EXERCISE DETAILS → For this exercise, output the line holding "Indicate the sunglasses" and all subsequent lines of the entries below, unchanged, up to and including the last.

GIVEN RECORDS →
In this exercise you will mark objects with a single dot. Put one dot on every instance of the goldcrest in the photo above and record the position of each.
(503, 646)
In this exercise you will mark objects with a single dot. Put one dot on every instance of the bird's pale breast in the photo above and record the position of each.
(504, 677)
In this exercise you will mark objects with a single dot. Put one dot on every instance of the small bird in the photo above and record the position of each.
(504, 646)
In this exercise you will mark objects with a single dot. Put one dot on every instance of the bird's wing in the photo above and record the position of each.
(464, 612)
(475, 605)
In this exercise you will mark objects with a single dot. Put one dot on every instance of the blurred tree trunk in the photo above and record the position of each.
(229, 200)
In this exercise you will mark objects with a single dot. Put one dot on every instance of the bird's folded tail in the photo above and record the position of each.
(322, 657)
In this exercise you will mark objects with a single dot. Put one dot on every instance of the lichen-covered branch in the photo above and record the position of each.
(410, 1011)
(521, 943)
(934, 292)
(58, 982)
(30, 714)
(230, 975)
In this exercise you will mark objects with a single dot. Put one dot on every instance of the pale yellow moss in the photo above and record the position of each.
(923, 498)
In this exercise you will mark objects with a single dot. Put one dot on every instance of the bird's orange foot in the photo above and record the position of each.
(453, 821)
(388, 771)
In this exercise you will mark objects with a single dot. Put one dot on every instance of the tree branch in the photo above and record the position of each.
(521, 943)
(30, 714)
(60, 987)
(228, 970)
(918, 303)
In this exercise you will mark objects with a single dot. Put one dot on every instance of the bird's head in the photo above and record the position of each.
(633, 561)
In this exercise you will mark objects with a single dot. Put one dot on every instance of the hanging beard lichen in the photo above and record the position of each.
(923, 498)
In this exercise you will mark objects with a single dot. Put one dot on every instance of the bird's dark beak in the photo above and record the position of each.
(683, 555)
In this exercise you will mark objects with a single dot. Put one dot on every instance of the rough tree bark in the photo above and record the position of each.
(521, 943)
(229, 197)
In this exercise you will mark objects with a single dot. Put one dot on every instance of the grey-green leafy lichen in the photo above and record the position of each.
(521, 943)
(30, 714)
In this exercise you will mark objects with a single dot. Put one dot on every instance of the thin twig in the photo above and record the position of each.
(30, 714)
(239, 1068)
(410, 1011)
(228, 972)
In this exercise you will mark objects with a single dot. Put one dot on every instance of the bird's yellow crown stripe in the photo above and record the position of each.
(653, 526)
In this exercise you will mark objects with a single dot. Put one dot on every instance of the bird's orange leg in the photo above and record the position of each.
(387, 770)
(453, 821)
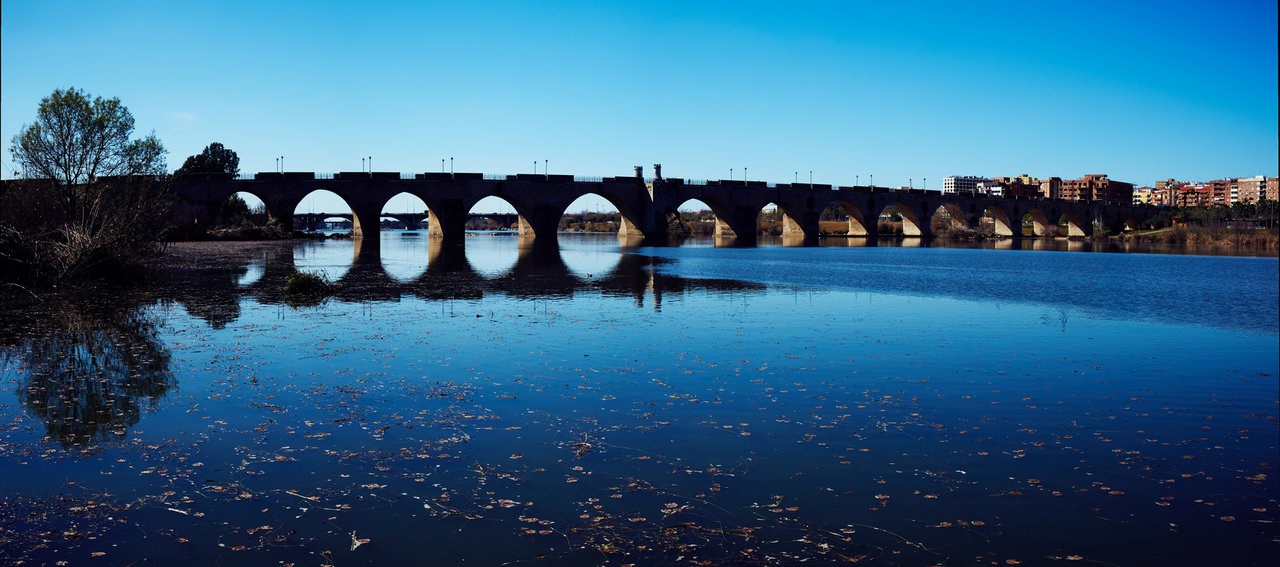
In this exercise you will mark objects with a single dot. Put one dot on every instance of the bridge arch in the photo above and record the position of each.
(1040, 223)
(947, 218)
(324, 204)
(723, 224)
(1002, 220)
(1073, 222)
(407, 209)
(617, 215)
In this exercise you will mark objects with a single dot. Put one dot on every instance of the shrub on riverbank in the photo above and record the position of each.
(94, 201)
(1200, 236)
(307, 288)
(108, 229)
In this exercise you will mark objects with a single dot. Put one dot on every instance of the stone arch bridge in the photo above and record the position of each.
(648, 207)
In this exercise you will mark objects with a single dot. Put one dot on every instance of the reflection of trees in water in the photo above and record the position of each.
(88, 375)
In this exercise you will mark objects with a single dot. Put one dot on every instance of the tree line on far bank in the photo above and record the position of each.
(94, 200)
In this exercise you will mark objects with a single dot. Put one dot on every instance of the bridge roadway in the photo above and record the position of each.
(648, 207)
(412, 220)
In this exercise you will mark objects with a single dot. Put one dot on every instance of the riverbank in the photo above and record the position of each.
(1201, 236)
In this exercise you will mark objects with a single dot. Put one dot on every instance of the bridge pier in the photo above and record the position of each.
(542, 223)
(447, 220)
(366, 220)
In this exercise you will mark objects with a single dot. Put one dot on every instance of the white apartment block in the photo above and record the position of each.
(963, 183)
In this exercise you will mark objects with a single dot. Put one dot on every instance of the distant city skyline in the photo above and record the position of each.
(909, 92)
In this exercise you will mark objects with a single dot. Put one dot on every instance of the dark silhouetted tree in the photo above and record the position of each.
(214, 159)
(92, 200)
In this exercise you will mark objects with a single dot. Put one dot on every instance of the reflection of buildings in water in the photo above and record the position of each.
(88, 375)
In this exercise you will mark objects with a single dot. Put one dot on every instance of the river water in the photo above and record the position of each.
(603, 405)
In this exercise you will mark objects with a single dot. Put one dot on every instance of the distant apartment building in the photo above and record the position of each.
(1256, 188)
(1020, 186)
(1220, 191)
(1051, 187)
(1097, 187)
(961, 183)
(1189, 195)
(1166, 192)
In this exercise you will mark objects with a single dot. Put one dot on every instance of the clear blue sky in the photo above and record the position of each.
(1141, 91)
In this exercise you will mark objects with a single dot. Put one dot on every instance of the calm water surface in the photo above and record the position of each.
(599, 405)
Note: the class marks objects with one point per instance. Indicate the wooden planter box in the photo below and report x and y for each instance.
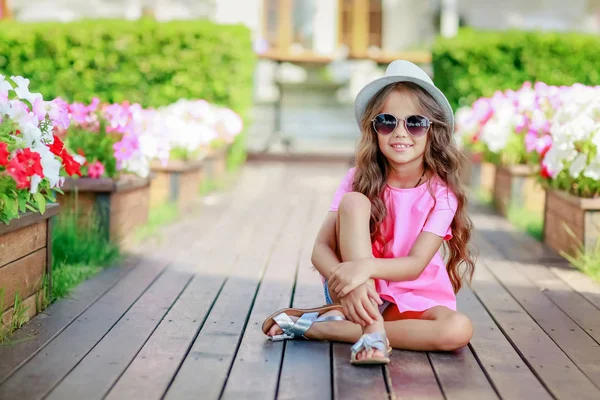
(517, 185)
(215, 164)
(121, 205)
(478, 174)
(470, 169)
(178, 183)
(582, 216)
(25, 262)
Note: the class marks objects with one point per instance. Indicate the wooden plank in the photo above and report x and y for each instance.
(22, 242)
(29, 218)
(153, 368)
(559, 374)
(28, 340)
(36, 378)
(573, 340)
(215, 347)
(572, 303)
(306, 367)
(511, 377)
(353, 383)
(455, 368)
(102, 366)
(411, 376)
(580, 282)
(56, 360)
(255, 372)
(23, 276)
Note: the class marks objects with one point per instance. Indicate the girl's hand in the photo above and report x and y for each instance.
(347, 276)
(360, 306)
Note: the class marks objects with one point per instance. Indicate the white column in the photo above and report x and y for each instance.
(449, 18)
(247, 12)
(133, 9)
(325, 27)
(401, 23)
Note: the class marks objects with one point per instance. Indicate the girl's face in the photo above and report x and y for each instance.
(399, 146)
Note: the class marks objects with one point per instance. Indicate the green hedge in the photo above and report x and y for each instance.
(145, 61)
(477, 63)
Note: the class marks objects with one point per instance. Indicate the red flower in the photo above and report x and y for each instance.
(31, 161)
(544, 172)
(4, 154)
(18, 173)
(71, 166)
(57, 147)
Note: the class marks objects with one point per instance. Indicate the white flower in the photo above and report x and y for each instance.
(593, 170)
(30, 133)
(35, 181)
(50, 165)
(138, 165)
(578, 165)
(22, 89)
(5, 87)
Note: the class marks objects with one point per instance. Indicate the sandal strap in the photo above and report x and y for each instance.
(292, 330)
(368, 341)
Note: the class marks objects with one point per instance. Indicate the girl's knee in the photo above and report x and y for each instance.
(456, 332)
(354, 202)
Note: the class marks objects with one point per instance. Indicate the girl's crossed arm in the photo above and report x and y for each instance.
(347, 276)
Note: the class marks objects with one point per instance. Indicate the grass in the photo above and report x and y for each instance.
(157, 217)
(528, 221)
(79, 251)
(525, 220)
(587, 260)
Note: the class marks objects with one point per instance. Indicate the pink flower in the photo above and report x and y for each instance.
(79, 113)
(531, 140)
(118, 117)
(56, 110)
(125, 148)
(96, 170)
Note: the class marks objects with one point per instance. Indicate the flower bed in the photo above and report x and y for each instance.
(555, 132)
(199, 134)
(33, 163)
(177, 183)
(25, 266)
(120, 205)
(517, 185)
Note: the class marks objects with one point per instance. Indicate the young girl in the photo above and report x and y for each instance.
(385, 280)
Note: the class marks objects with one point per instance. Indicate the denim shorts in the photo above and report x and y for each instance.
(328, 299)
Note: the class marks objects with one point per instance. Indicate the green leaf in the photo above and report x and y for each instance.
(41, 202)
(22, 204)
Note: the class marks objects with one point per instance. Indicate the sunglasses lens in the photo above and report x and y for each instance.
(384, 124)
(417, 125)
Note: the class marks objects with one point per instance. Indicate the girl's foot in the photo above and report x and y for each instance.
(276, 329)
(370, 349)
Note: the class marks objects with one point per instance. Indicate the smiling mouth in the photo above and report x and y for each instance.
(402, 146)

WRITTEN ANSWER →
Note: the class marks objects with one point per instance. Indicate the sunglasses lens in the photo above and report x and y for each instance.
(384, 124)
(417, 125)
Note: the class marks objects with one point per instance. Indicate the girl's foot in the photo above and report x and y for each instance.
(276, 329)
(370, 349)
Note: the class marks objects with one point per instance. Indicate the smiling mouth in the photo above and report x and y for each instance.
(402, 146)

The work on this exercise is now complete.